* Ihre Aufgabe:
Übertragen Sie diesen Satz aus dem Ausgangstext ins Englische: „Sie ist Autorin eines Buches über Versöhnung und soziale Heilung in Afghanistan.“

Afghanistan: Sechs Monate nach der Katastrophe

Podiumsdiskussion vom 3. März 2022

Mitwirkende


Heela Najibullah

ist Doktorandin am Institut für Religionswissenschaft der Universität Zürich und hat ihren MA in Friedens-, Konflikttransformations- und Sicherheitsstudien an der Universität Innsbruck gemacht. Sie ist Autorin eines Buches über Versöhnung und soziale Heilung in Afghanistan. 

Horia Mosadiq

ist eine afghanische Menschenrechtsaktivistin und Journalistin. Als Kandidatin für den Sacharow-Preis 2021 war sie unlängst Keynote Speakerin bei den Afghan Women Days im EU-Parlament. Sie ist seit 23 Jahren in Afghanistan und in der Region Südasien tätig.

Jared Rowell

ist Landesdirektor des Danish Refugee Council in Afghanistan. Rowell ist für ein Team von über 700 Mitarbeitern verantwortlich, die in 18 Provinzen des Landes in einer Reihe von Sektoren tätig sind und sich auf humanitäre Hilfe und längerfristige dauerhafte Lösungen konzentrieren.

* Bereitgestellte Daten:
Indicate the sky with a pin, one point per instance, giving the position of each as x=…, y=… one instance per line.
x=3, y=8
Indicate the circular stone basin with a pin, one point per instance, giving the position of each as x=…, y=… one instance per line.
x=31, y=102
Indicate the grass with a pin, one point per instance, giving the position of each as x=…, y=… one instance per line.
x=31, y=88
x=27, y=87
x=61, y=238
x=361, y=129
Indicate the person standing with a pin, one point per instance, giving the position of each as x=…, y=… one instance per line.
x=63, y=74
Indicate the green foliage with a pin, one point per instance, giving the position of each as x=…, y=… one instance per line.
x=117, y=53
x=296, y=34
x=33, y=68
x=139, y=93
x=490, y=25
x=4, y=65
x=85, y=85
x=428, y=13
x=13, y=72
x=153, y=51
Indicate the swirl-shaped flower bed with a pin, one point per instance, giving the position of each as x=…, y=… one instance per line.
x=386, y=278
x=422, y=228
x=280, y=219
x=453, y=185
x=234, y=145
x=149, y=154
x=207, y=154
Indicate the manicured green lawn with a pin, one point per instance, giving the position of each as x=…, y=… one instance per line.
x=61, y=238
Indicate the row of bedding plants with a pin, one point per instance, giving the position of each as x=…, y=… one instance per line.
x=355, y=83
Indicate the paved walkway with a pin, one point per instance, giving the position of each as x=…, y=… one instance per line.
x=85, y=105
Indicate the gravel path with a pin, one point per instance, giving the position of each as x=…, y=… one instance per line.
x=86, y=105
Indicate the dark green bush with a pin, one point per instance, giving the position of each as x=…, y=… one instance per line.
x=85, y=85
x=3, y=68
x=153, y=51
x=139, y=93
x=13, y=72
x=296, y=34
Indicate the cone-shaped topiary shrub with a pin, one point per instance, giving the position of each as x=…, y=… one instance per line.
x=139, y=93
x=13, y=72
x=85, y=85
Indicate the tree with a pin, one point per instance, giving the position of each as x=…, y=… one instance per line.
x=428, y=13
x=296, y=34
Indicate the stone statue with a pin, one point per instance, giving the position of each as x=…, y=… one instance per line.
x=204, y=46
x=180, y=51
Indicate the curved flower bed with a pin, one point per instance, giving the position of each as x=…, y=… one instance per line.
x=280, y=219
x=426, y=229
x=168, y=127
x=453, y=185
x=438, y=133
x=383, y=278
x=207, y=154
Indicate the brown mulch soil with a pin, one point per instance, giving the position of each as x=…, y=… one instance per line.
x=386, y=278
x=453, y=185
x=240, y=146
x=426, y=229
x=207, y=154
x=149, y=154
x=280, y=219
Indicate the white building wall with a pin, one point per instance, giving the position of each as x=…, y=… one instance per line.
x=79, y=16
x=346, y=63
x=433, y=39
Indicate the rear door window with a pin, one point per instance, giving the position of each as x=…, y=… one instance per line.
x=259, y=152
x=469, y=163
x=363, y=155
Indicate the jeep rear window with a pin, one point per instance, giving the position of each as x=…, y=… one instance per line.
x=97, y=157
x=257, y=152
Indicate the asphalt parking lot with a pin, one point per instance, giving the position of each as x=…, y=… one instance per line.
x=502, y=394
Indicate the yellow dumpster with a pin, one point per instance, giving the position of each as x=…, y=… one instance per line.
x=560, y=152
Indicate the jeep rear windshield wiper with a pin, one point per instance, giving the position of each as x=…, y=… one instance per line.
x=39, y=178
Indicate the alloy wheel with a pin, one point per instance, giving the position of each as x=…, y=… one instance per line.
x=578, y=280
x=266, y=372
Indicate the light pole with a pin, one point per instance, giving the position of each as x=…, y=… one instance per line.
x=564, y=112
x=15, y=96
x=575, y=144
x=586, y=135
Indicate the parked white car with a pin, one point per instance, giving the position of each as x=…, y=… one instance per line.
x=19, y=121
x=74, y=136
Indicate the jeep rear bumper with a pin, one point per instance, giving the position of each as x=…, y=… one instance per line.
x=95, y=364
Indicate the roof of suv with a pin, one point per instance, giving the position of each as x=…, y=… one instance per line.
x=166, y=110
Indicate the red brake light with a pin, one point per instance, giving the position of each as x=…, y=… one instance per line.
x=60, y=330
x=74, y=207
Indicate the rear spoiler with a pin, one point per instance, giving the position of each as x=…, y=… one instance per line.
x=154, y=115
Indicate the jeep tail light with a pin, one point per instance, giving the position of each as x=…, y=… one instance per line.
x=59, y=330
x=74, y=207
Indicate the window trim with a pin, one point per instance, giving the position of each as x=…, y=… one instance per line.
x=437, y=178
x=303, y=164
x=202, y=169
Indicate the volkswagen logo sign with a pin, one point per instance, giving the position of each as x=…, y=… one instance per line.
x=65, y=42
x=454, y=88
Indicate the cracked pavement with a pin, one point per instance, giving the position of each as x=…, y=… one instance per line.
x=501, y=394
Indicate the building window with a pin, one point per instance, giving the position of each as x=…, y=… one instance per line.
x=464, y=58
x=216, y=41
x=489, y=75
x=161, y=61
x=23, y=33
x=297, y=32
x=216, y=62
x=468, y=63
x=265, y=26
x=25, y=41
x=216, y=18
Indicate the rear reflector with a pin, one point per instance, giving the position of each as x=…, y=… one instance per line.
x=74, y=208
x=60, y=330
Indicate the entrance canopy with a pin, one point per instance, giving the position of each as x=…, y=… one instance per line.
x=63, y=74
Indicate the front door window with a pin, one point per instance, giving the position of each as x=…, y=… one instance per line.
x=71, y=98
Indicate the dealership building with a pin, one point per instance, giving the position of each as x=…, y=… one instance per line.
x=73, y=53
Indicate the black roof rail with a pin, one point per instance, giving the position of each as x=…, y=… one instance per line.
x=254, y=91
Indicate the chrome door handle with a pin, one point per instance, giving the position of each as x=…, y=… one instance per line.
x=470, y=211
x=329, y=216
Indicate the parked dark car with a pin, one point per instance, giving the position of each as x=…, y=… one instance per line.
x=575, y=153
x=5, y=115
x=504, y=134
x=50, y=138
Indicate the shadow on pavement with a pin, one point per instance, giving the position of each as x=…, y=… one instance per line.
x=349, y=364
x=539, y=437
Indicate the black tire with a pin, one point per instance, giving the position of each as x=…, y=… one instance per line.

* Lösung:
She is the author of a book on reconciliation and social healing in Afghanistan.